[Pointing dataset excerpts]
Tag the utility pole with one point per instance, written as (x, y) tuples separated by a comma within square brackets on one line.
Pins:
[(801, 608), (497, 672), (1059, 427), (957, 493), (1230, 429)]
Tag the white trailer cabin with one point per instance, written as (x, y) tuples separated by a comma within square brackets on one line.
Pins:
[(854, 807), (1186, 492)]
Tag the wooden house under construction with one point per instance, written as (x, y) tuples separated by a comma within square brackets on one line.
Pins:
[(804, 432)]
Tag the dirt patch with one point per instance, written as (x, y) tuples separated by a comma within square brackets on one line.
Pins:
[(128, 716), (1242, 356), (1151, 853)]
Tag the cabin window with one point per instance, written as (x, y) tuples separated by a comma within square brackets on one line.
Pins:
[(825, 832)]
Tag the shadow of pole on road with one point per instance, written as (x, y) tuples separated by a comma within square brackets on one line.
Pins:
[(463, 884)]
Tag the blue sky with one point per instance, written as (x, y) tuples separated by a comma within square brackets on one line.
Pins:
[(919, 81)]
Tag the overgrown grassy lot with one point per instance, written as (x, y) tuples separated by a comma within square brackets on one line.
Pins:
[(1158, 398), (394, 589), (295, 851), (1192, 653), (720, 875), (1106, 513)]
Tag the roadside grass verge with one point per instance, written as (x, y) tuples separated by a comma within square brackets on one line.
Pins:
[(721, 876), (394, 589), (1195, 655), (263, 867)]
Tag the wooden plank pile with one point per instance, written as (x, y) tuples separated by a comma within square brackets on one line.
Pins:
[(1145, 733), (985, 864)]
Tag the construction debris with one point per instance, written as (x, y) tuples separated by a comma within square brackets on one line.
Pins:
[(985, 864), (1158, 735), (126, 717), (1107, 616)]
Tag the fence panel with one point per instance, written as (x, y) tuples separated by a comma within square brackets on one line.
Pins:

_Written request:_
Rewrite all of the records above, changing every "Tag" to "Mark" and leaving everything else as it is.

_Result of this exercise:_
Mark the utility pole with one point per instance, written as (x, y) tuples separated by a comma within square brackets on one line.
Pins:
[(801, 608), (497, 672), (1059, 427), (957, 493), (1230, 429)]
Mark the white trailer cabin with one point per instance, written as (x, y) tuples separated by a comma within square brackets on one line.
Pins:
[(854, 807), (1186, 492)]
Mark the wooden house under construction with one point per instance, written as (x, y) tuples separated by a comma within square brackets on one line.
Pins:
[(804, 432)]
Mark the dirt patch with one point per instance, written as (x, y) tuples separated by a comma within square brackets on one line.
Pins:
[(128, 716), (1242, 356), (1151, 853)]
Mark the cabin window with one point per instance, written as (x, y) tuples separated by a comma within square brackets on one line.
Pins:
[(825, 832)]
Mark the shadow of pole on road with one point per instance, written as (x, y) tuples separated by a comma within square brackets on one line.
Pins:
[(463, 884)]
Mark the blue sky with one point per instance, written as (x, y) tuples separated by a comma within square brackets on one line.
Pins:
[(919, 81)]
Mark the overgrown grassy lot with one point per instance, written as (x, y) tuples separated by a comma within square brackets on one line.
Pins:
[(1158, 398), (394, 589), (295, 851), (1192, 653), (720, 875), (1106, 513)]
Mark the roadside grass verge with one point per instance, written as (x, y) tuples separated by a comma within square brackets on one line.
Pins:
[(721, 876), (394, 589), (1195, 655), (263, 867)]
Mark the wooden plank pile with one point per instance, written as (x, y) tuples separated by a comma within square brackets on one line.
Pins:
[(1145, 733), (985, 864)]
Mark the construction debris with one point per instance, written as (x, y) tuples separated by a comma within square brackets on one line.
Pins:
[(985, 864), (1158, 735), (126, 717), (1107, 616)]
Mark the fence panel with one point per instance, written as (x, y) tuples separated by a comma within square brackets on one line.
Pins:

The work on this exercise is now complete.